▶ AUSGEWÄHLTER TEXTAUSZUG
* * *

Auch die Vorstandsriege um Joachim Mayer und Hans Walter Sans hat schon angedeutet, nicht mehr ewig zur Verfügung zu stehen. Irgendwann steht ein Generationenwechsel bevor, und ein Nachfolger wie Marvin Bylsma bei Ihnen ist nicht in Sicht. Ist Ihnen Bange um die Zukunft des SV Gonsenheim?

Das ist eine gute Frage. Bange ist mir um den Verein nicht, denn die, die jetzt an Bord sind, werden den Verein nicht hängen lassen. Wäre ich jetzt 55 und hätte eine Vorruhestandsregelung unterschrieben, könnte ich mir vorstellen, in den Vorstand zu gehen. Natürlich muss sich der Vorstand Gedanken machen, wie die Nachfolgeregelung aussieht. Aber niemand wird den Verein hängen lassen, das hat mit Herzblut zu tun.

Unter welchen Umständen ist ein Wechsel in den Vorstand denkbar?

Die einzige Frage ist die der Kapazität, ansonsten ist es jederzeit denkbar. Aber in den nächsten Jahren wird das nicht möglich sein.


Marvin Bylsma ist 29, Sie waren zum Zeitpunkt Ihres Amtsantritts noch
jünger. Wie kam es damals eigentlich dazu?

Ganz pragmatisch. Ich hatte in der ersten Mannschaft gespielt, wir hatten eine Feier nach einem Spiel. Joachim Mayer hat mich kurz zwischen Tür und Angel gefragt, ob ich das mal für ein Jahr übernehmen könnte, um zu gucken, ob es etwas für mich ist. Aus diesem Jahr sind dann 14 geworden. Damals waren wir im Abstiegskampf Richtung Bezirksliga, Bert Balte war der Trainer. Es war eine meiner ersten Amtshandlungen, dass wir uns in gegenseitigem Einvernehmen sehr zeitnah getrennt hatten. Eine Zeit lang habe ich in Doppelfunktion auch noch in der zweiten Mannschaft gespielt.

Ist eigentlich irgend eine Trennung mal nicht einvernehmlich verlaufen in den vergangenen 14 Jahren?

* * *

▶ DATEN
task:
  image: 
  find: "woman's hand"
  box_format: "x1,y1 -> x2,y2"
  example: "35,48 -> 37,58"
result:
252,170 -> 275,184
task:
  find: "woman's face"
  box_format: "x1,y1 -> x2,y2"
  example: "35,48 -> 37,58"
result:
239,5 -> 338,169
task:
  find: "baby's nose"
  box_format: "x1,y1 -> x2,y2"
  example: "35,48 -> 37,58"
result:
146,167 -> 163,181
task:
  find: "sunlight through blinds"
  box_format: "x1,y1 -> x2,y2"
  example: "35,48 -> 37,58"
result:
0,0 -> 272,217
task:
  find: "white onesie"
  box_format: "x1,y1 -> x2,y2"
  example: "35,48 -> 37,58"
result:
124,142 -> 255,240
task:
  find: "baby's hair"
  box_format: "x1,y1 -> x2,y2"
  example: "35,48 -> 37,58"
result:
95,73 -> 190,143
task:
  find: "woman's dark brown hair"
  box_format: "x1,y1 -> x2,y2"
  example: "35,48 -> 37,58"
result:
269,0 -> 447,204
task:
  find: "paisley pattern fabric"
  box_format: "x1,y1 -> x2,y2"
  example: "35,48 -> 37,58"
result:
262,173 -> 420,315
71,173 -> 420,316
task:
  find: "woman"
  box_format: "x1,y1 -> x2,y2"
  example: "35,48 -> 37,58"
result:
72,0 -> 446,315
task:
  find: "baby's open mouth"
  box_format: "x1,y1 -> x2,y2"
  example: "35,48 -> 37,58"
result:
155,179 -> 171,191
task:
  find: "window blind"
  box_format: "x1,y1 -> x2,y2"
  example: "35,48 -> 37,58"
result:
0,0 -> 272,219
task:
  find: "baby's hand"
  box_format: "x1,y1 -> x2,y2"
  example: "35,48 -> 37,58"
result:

* * *

▶ AUFGABE
Entnimm dem Interview zum SV Gonsenheim wortgetreu den Abschnitt von „Ganz pragmatisch. Ich“ bis einschließlich „zweiten Mannschaft gespielt.“. Die Auflistung wird hier nicht gebraucht.

▶ ANTWORT
Ganz pragmatisch. Ich hatte in der ersten Mannschaft gespielt, wir hatten eine Feier nach einem Spiel. Joachim Mayer hat mich kurz zwischen Tür und Angel gefragt, ob ich das mal für ein Jahr übernehmen könnte, um zu gucken, ob es etwas für mich ist. Aus diesem Jahr sind dann 14 geworden. Damals waren wir im Abstiegskampf Richtung Bezirksliga, Bert Balte war der Trainer. Es war eine meiner ersten Amtshandlungen, dass wir uns in gegenseitigem Einvernehmen sehr zeitnah getrennt hatten. Eine Zeit lang habe ich in Doppelfunktion auch noch in der zweiten Mannschaft gespielt.